Provided text:

▬▬▬

If the Papacy has been seized by bad men it does not mean that the things we believe are “built on sand”. It means only that the papacy has been seized by bad men. Bad men will do what bad men do, and we can do nothing but maintain and continue to proclaim what we know is true throughout their reign.

Facing up to the possibility that something very bad is going on does not necessitate a loss of the Faith. Fearing that the sky will fall if there is a bad pope, fearing it so much that one tries to retreat into denial of what we see plainly before us, will do nothing to help anyone.

Facing up to what is really happening is the only way to maintain the Faith. Retreating and saying, “oh, that couldn’t possibly happen and if it did then the Real is no longer the Real.” is going to allow the disaster to spread still further.

Only the Real counts. And if the pope and all the cardinals and bishops of the world try to say that something other than the Word of Christ is true, then we reject that as a wicked lie. We know what is true because we have the Faith.

As laypeople (and humble parish priests) our duty is clearly before us. We don’t have the power to stop bad men from doing bad things. But we have the power to continue to maintain the Faith, what we know. And to pray for a just solution to the terrible troubles of our times.

 

Father responded:

Hilary,
Where does it leave Christ promise to be with his Church forever, where does it leave our interpretation of ‘Tu es Petrus …’? Where does it leave the unity of the Church? If the Pope is what you suggest we have indeed built on sand.

 

I swear to heaven, sometimes I wish Vatican I never happened. So many problems would have been eliminated if not for the promulgation of that pesky doctrine of papal infallibility. Not that I don’t think popes are infallible. Of course there is such a thing as limited and specific papal infallibility.  But the problem with the promulgation (and Cardinal Newman saw it coming) is that now, everyone (including non-Catholics) thinks everything a pope says is infallible teaching for the Church — or at least pretty damn close. If they do not expressly believe this, it appears that they subconsciously do.  On the one hand, it gives rise to the uber-ultramontanists (or “papal positivists”, as Hilary likes to call them.) On the other, it gives us the sedevacantists, who are so bound up in their need to obey everything the Holy Father says that when he says something problematic that no reasonable person would consider binding, they say he’s a heretic and thus not the real pope. In every case, it means every papal utterance is scrutinized for meaning, for its level of authority, and for the extent to which it compels in the faithful the obligation of assent.

It makes people think that faithfulness to God’s laws and faithfulness to the pope are one and the same thing. Wrong. And if the pope does this thing that has everyone saying it isn’t possible, people are going to have to face that fact.

▬▬▬

Stored records:

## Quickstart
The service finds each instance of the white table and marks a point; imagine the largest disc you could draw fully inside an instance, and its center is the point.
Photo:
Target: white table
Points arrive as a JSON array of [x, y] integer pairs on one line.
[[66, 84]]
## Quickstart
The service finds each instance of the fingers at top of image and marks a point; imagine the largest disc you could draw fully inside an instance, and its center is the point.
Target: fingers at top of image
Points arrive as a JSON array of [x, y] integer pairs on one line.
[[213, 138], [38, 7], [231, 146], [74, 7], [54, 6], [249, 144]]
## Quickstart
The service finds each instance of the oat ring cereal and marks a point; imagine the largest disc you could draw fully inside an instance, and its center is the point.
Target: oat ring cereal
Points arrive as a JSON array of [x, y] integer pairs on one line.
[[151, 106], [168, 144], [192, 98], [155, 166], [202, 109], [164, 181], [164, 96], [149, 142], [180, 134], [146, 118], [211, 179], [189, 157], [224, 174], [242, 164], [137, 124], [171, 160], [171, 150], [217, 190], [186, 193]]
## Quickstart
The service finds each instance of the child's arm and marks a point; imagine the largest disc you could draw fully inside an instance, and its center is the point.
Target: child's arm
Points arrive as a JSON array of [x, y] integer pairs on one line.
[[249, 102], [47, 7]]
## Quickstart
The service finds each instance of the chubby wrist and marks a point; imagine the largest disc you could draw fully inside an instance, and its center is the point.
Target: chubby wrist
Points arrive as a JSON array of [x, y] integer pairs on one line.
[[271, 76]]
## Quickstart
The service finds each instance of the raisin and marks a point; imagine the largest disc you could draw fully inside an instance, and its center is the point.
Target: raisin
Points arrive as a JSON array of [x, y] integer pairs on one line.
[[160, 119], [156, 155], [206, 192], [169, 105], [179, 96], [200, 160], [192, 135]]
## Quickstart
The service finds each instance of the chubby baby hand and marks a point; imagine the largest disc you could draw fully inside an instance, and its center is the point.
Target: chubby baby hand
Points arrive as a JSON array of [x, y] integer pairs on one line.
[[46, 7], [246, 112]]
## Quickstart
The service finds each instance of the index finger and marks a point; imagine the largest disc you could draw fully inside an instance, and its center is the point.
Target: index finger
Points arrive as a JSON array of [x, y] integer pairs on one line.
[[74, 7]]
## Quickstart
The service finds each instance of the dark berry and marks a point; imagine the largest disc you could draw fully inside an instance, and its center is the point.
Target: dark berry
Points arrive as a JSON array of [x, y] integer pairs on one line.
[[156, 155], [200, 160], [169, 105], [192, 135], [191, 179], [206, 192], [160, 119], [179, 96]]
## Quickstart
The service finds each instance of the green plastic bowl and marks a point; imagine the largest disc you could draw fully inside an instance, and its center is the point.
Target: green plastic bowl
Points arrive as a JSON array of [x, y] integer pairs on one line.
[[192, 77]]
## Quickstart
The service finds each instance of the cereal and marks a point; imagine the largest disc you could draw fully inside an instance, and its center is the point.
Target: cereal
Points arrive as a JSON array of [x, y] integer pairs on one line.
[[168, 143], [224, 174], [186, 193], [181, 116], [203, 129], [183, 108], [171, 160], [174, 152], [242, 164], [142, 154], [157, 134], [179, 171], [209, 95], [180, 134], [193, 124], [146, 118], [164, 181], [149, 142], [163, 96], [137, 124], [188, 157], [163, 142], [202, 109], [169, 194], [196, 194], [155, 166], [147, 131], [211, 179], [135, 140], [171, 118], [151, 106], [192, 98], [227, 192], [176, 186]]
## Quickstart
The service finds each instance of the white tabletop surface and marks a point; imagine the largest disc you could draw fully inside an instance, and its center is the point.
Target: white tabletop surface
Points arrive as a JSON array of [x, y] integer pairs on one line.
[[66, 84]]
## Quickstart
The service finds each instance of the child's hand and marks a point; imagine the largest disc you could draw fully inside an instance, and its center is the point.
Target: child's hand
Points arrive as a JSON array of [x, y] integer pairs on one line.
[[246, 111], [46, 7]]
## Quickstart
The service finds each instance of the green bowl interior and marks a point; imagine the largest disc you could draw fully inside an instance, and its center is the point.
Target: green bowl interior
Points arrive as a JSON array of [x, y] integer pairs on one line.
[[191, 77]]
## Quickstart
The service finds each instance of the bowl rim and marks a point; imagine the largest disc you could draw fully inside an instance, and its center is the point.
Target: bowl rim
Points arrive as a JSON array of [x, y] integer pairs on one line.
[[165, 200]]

▬▬▬

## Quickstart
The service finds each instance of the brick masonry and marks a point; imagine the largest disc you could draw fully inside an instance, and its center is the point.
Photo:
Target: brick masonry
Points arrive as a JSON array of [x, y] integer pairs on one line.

▬▬▬

Task brief:
Output, word for word, the part of the text on the papacy that begins at the words "Only the Real" and stops after the words "built on sand.".

Exercise response:
Only the Real counts. And if the pope and all the cardinals and bishops of the world try to say that something other than the Word of Christ is true, then we reject that as a wicked lie. We know what is true because we have the Faith.

As laypeople (and humble parish priests) our duty is clearly before us. We don’t have the power to stop bad men from doing bad things. But we have the power to continue to maintain the Faith, what we know. And to pray for a just solution to the terrible troubles of our times.

 

Father responded:

Hilary,
Where does it leave Christ promise to be with his Church forever, where does it leave our interpretation of ‘Tu es Petrus …’? Where does it leave the unity of the Church? If the Pope is what you suggest we have indeed built on sand.